[Goal]
Reproduce the part of the Oyungezer article that opens with the words containing "Oyungezer was launched" and closes with "a gaming magazine.", swapping "website" for "homepage".

[Article]
>>>

Oyungezer is a Turkish video game magazine.

History 

Oyungezer was launched by the former editors of the Turkish edition of LeveL. The editors, after spending a month in recluse, announced the launch of the Oyungezer website and subsequently the forums. Issue #1 was released in November 2007 and sold roughly 7,000 copies, which is a record for a first time issue of a gaming magazine.

Sections 

Oyungezer has five distinctive sections separated by content. The first section immediately following the index is the preview section, entitled 360 drc (360 degrees), edited by Furkan Faruk Akıncı. The review section, which was previously divided into three sections: Console, PC and Online (until the October issue where it was blended into a single entity, with Online retaining its autonomy in the form of the log-in section) focuses on the major new releases of the month. Following the review section, a strategy guide edited (and most of the time, prepared) by the Güven brothers picks a game from that month and offers tips and information. The Ekran Dışı (Out of the Screen) segment follows. Unique to gaming magazines worldwide, this part, edited by Damla Pınar Gök, reviews non-gaming entertainment products released recently. Featuring mostly book, album and movie reviews, this segment is also the host of reader mail-ins, editor columns, and famed editor Göktuğ Yüksel's personal N.E.M. page. Ekran Dışı is followed by Organize Sanayi (Organized Industry) and Pixel which focus on hardware and retro gaming respectively.

<<<

Point annotation records
>>>

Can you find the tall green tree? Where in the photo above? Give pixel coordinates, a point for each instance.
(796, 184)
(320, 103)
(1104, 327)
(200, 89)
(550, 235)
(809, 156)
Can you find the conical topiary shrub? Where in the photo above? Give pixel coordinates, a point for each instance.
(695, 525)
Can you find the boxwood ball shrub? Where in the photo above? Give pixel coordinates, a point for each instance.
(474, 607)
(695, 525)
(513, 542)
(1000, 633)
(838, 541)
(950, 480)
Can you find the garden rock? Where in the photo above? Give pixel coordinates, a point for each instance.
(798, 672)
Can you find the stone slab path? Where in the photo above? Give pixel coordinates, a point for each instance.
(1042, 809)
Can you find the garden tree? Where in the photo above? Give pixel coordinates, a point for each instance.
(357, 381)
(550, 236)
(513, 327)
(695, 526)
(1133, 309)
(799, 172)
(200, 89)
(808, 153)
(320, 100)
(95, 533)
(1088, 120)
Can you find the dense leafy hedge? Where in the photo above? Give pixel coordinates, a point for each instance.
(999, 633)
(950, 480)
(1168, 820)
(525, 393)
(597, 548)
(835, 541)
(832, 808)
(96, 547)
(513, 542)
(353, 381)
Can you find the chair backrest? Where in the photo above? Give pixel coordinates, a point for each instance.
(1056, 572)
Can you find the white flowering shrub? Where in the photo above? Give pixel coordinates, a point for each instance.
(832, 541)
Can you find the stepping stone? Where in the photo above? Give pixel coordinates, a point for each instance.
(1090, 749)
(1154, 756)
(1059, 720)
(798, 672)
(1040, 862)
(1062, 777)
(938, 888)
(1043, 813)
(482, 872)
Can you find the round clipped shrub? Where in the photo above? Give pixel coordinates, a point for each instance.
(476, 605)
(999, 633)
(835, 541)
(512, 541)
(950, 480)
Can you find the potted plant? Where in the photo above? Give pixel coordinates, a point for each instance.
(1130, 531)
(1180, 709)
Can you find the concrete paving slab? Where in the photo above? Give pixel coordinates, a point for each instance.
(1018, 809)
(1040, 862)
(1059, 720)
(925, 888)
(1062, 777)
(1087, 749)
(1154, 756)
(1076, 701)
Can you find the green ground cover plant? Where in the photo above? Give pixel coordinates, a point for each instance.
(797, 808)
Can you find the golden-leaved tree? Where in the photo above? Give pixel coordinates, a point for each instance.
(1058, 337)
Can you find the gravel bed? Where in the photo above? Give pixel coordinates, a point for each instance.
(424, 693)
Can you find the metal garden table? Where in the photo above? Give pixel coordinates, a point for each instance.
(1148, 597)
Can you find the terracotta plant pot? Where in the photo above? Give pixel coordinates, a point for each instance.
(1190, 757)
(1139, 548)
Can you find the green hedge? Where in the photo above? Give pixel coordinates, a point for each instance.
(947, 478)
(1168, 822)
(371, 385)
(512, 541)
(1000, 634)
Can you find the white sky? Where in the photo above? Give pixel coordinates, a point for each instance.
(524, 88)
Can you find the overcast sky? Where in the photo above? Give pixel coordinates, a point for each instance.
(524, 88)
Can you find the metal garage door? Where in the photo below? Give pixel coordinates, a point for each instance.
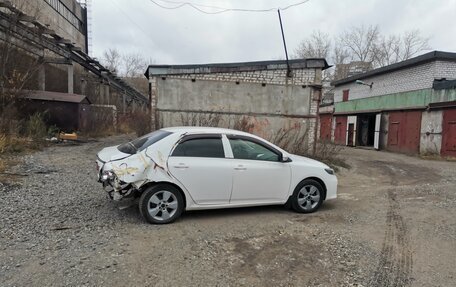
(404, 131)
(340, 130)
(449, 133)
(325, 127)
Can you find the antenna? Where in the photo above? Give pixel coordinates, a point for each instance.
(89, 26)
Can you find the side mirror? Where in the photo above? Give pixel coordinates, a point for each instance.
(285, 158)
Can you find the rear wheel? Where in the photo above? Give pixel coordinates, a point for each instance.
(161, 204)
(308, 196)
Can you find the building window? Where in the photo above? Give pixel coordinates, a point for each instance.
(345, 95)
(66, 13)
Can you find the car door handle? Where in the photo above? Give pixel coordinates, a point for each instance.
(240, 167)
(181, 165)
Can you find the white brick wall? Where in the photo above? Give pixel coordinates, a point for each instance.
(300, 77)
(410, 79)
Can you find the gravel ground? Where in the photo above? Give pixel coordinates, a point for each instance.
(394, 224)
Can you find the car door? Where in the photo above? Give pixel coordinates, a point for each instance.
(198, 162)
(259, 174)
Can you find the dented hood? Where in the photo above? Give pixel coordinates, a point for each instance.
(111, 153)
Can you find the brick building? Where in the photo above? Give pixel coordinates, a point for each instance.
(258, 93)
(405, 107)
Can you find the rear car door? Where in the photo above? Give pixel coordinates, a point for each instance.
(198, 163)
(259, 174)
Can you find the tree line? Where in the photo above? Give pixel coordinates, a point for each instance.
(362, 44)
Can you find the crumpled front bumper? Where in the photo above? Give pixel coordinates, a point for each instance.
(115, 188)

<<<

[The solution]
Oyungezer was launched by the former editors of the Turkish edition of LeveL. The editors, after spending a month in recluse, announced the launch of the Oyungezer homepage and subsequently the forums. Issue #1 was released in November 2007 and sold roughly 7,000 copies, which is a record for a first time issue of a gaming magazine.